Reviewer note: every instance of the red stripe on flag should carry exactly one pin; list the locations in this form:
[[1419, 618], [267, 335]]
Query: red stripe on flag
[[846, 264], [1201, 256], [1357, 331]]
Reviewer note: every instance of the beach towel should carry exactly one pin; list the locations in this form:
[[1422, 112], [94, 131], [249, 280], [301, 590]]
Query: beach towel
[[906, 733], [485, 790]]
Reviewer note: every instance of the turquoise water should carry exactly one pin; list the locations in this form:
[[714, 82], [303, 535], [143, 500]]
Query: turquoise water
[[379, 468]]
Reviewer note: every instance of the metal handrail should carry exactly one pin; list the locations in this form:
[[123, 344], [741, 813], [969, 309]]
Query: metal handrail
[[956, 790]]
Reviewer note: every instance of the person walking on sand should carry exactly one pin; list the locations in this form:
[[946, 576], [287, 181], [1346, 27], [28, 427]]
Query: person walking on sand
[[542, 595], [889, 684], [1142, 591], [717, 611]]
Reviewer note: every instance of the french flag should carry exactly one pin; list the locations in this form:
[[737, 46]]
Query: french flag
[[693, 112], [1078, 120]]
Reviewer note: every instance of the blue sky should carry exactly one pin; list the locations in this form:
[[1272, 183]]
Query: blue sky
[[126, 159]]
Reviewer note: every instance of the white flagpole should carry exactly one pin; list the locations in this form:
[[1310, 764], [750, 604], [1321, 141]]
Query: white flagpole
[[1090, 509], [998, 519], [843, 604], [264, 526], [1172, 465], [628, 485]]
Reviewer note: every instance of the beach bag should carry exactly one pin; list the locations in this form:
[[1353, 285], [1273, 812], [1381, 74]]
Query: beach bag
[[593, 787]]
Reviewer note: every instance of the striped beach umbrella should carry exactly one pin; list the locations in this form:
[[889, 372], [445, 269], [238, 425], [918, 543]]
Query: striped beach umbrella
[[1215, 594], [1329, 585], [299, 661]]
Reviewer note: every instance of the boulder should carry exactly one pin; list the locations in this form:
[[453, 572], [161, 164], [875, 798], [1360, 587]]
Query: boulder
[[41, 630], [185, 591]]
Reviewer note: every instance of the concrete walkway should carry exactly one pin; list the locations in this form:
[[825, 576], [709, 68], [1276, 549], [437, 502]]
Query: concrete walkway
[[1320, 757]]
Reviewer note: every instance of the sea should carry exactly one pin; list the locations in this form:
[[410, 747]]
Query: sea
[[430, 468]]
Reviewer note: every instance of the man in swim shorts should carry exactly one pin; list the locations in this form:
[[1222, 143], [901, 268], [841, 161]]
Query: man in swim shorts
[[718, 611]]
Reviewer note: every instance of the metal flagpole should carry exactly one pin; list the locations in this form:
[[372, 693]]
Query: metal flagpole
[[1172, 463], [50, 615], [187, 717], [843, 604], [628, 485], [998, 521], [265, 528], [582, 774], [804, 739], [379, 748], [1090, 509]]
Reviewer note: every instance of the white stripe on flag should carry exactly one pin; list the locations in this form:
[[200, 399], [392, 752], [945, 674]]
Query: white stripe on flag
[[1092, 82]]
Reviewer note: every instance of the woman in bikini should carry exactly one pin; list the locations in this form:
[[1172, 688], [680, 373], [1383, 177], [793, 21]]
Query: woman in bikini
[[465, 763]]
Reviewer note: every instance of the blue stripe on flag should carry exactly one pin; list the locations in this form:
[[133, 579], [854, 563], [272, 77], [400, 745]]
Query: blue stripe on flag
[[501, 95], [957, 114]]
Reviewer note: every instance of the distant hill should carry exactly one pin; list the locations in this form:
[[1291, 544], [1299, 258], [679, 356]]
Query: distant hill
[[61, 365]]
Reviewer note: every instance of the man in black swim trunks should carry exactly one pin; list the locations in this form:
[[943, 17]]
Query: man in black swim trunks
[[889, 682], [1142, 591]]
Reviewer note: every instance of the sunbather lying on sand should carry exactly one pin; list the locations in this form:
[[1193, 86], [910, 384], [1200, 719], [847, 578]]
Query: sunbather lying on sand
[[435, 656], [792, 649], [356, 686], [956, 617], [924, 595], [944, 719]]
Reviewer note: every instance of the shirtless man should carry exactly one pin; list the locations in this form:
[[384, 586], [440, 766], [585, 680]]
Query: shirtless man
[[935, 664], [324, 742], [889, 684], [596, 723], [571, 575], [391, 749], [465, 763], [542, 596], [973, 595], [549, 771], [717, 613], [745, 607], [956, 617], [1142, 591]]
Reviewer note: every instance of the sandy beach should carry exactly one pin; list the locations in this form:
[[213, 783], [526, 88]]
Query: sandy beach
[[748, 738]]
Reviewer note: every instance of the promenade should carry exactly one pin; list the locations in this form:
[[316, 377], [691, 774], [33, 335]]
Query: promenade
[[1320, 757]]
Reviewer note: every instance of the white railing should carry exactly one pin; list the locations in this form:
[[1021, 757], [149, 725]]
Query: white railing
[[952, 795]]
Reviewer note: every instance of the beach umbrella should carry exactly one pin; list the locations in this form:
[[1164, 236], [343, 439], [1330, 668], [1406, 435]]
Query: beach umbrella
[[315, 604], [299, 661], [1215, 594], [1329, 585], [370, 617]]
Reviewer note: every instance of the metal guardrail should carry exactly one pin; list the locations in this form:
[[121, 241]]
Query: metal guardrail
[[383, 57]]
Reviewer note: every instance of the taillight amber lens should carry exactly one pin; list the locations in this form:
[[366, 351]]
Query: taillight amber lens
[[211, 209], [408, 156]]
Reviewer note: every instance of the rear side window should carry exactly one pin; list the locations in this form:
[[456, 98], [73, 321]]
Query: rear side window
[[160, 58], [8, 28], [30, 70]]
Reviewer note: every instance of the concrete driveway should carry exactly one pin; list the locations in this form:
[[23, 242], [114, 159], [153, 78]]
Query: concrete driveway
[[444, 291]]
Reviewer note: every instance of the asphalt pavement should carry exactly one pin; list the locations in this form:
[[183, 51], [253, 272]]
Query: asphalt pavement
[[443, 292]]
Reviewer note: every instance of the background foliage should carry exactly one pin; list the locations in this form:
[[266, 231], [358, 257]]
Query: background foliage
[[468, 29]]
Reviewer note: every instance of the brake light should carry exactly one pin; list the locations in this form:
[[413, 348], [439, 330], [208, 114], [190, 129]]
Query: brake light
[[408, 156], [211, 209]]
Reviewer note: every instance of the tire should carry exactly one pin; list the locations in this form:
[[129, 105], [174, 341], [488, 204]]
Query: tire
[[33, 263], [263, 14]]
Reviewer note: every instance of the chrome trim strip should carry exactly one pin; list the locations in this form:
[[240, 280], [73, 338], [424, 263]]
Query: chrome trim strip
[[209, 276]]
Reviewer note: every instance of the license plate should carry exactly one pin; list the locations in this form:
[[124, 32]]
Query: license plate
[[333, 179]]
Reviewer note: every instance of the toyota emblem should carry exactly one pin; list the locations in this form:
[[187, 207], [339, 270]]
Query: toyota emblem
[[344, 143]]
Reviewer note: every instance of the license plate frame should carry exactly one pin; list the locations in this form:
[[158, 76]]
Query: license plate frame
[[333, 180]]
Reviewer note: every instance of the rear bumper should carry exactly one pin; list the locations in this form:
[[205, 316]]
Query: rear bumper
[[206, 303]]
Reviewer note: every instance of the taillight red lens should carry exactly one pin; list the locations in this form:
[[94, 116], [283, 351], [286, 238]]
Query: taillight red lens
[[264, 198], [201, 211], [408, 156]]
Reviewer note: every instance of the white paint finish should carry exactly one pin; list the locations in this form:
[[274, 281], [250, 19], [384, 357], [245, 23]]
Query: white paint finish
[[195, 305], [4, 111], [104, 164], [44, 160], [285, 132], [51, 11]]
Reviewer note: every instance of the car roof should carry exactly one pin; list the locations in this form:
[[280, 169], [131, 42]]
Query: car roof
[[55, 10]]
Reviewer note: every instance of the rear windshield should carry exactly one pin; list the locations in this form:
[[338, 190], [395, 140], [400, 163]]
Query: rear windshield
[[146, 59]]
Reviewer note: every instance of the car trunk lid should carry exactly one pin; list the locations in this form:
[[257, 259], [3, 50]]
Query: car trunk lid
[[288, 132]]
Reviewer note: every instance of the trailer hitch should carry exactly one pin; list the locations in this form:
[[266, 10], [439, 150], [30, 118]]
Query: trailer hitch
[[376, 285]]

The request ::
Please swap "Query" for "Label" in the part that opens with the line containing "Reviewer note: every instance of the sea" and closes with the line containing "595], [944, 719]]", then give back only those lines with everything else left unchanged.

Final result ::
Reviewer note: every instance of the sea should carry exactly one pin; list the locations in this form:
[[410, 747]]
Label: sea
[[430, 468]]
Reviewer note: every instance of the man in swim shorts should carry exactly one pin; list the locations in this form:
[[1222, 143], [901, 268], [841, 161]]
Label: man in swim shorts
[[718, 611]]
Reviewer note: every instance of the metal flagpole should carry exactly one pin; list the locations in this form:
[[372, 693]]
Label: metal flagpole
[[1172, 463], [50, 615], [187, 717], [843, 604], [628, 485], [998, 521], [265, 528], [582, 774], [804, 739], [379, 748], [1090, 509]]
Reviewer note: every instance of the white stripe on flag should carry exactly one pin; list the locations in this form:
[[200, 399], [392, 752], [945, 674]]
Label: white stripe on flag
[[1092, 82]]
Reviewer note: every instance of the woman in bikini should carry exactly one pin; list the locations in this form:
[[1172, 688], [680, 373], [1383, 177], [793, 21]]
Label: woman in bikini
[[465, 763]]
Reviewer note: every instance of the blue stripe on flag should carry exactly one pin; list the locations in this form:
[[133, 579], [854, 563], [272, 77], [400, 745]]
Label: blue stripe on flag
[[501, 95], [957, 114]]
Reviewer note: every instance of the distant hill should carry exactly one pin; list the locations in this form:
[[1291, 544], [1299, 258], [679, 356]]
Label: distant hill
[[61, 365]]
Reviewer note: every instance of the man in black swim trunks should carry exactly one pin; list the locations in this form:
[[943, 17]]
Label: man in black swim trunks
[[889, 682], [1142, 591]]
Reviewer note: every instance of the sunbather lying on sand should carry exactly one pin; list the locations in this form:
[[1193, 86], [910, 384], [1200, 719], [847, 578]]
Label: sunbather lying on sand
[[435, 656], [792, 649], [356, 686], [956, 617], [924, 595], [944, 719]]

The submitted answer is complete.